O coordenador do Nuspen, defensor público Cahuê Urdiales ressalta o papel de promoção dos direitos humanos por meio da melhoria das condições de encarceramento.
“O mais importante é dar visibilidade a esta situação, demonstrar que isso acontece em Mato Grosso do Sul. Nosso caminho, agora, é tanto nas vistorias das unidades penitenciárias, quanto nas delegacias elaborar relatórios que serão encaminhados às autoridades competentes, para a partir daí tomar providências cabíveis”, completa o coordenador do Nuspen.
Inspeções presídios
As inspeções nas delegacias diferem das inspeções em unidades prisionais. O Núcleo do Sistema Penitenciário (Nuspen), conforme Resolução DPGE n.º 276/2022, é o núcleo “responsável pela elaboração do cronograma anual de inspeções nos estabelecimentos penais administrados pela Agepen”.
O coordenador do Nuspen, defensor público Cahuê Urdiales, reforça que a atividade de inspeção em Estabelecimento Penais, por órgão independente e externo à Administração Penitenciária, é prevista na Lei de Execução Penal, nas Regras Mínimas das Nações Unidas para o Tratamento de Reclusos (Regras de Mandela) e na Resolução CNPCP n.º 7, de 13 de dezembro de 2018, a fim assegurar a dignidade da pessoa humana no ambiente prisional (Convenção Americana de Direitos Humanos).
O ano de 2023 foram realizadas três inspeções em presídios de MS: A primeira inspeção ocorreu no dia 10 de fevereiro de 2023, no Presídio de Trânsito de Campo Grande; A segunda inspeção ocorreu no dia 10 de março, no Estabelecimento Penal Feminino “Irmã Irma Zorzi” em Campo Grande. e a terceira inspeção ocorreu no dia 20 de março, no estabelecimento penal de Dois Irmãos do Buriti, cidade a 115 km de Campo Grande.
Para o coordenador do Nuspen, a regulamentação da atividade de inspeção inaugurou fase da Defensoria e, consequentemente, do Núcleo do Sistema Penitenciário, porque reforça o papel de promoção dos direitos humanos por meio da melhoria das condições de encarceramento.

• _DADOS EM ANÁLISE_:
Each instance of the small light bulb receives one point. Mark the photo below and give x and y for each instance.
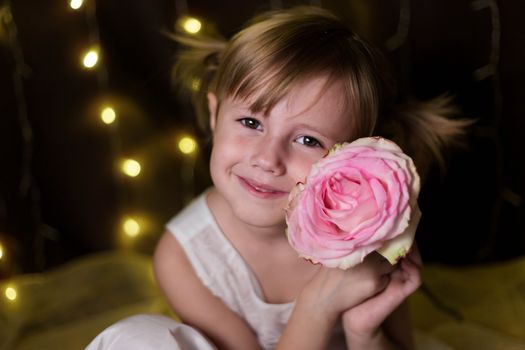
(10, 293)
(131, 167)
(108, 115)
(187, 145)
(90, 59)
(131, 227)
(192, 25)
(76, 4)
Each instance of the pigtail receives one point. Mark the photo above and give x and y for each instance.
(424, 129)
(195, 69)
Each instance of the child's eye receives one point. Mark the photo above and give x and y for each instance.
(309, 141)
(250, 123)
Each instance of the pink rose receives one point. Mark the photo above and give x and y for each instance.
(360, 198)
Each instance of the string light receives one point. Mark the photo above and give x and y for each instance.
(108, 115)
(90, 58)
(10, 293)
(187, 145)
(131, 167)
(191, 25)
(76, 4)
(131, 227)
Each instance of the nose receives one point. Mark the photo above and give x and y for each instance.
(269, 156)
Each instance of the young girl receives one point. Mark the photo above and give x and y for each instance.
(277, 96)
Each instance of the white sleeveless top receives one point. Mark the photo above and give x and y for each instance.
(224, 272)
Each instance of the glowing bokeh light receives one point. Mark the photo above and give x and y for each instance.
(131, 227)
(187, 145)
(76, 4)
(90, 59)
(108, 115)
(192, 25)
(131, 167)
(195, 84)
(10, 293)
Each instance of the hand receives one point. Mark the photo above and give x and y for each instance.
(365, 319)
(332, 291)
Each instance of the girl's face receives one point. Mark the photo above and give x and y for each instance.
(258, 158)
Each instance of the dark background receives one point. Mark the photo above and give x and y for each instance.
(62, 196)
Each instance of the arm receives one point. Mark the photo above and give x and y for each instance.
(194, 303)
(330, 292)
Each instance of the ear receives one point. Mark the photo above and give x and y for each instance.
(212, 108)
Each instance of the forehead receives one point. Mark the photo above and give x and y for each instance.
(319, 103)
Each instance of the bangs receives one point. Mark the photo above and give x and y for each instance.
(268, 59)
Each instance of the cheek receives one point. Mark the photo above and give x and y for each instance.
(302, 168)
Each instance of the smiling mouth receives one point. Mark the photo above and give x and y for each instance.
(260, 190)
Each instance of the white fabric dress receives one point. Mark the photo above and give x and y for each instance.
(222, 269)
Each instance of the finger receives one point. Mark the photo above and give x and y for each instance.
(414, 256)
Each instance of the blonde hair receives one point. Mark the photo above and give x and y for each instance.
(278, 50)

• _DESCRIÇÃO DO PROBLEMA_:
Reproduza sem alterações o trecho do texto sobre as inspeções do Nuspen que começa em "O ano de 2023" e segue até "de Campo Grande.".

• _RESPOSTA ESCRITA_:
O ano de 2023 foram realizadas três inspeções em presídios de MS: A primeira inspeção ocorreu no dia 10 de fevereiro de 2023, no Presídio de Trânsito de Campo Grande; A segunda inspeção ocorreu no dia 10 de março, no Estabelecimento Penal Feminino “Irmã Irma Zorzi” em Campo Grande. e a terceira inspeção ocorreu no dia 20 de março, no estabelecimento penal de Dois Irmãos do Buriti, cidade a 115 km de Campo Grande.